[Dataset excerpt]
* * * * *

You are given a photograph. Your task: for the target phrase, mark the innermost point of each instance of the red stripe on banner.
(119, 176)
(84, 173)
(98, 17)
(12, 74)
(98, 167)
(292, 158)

* * * * *

### EXERCISE REQUIREMENTS
Update the listing so that "banner" becomes "flag", and keep every other part of the lines the same.

### PROBLEM SOLUTION
You are given a photograph. Your task: for the target phrase, mark the innermost point of each instance of the red stripe on flag.
(119, 176)
(84, 173)
(98, 17)
(12, 74)
(98, 167)
(292, 158)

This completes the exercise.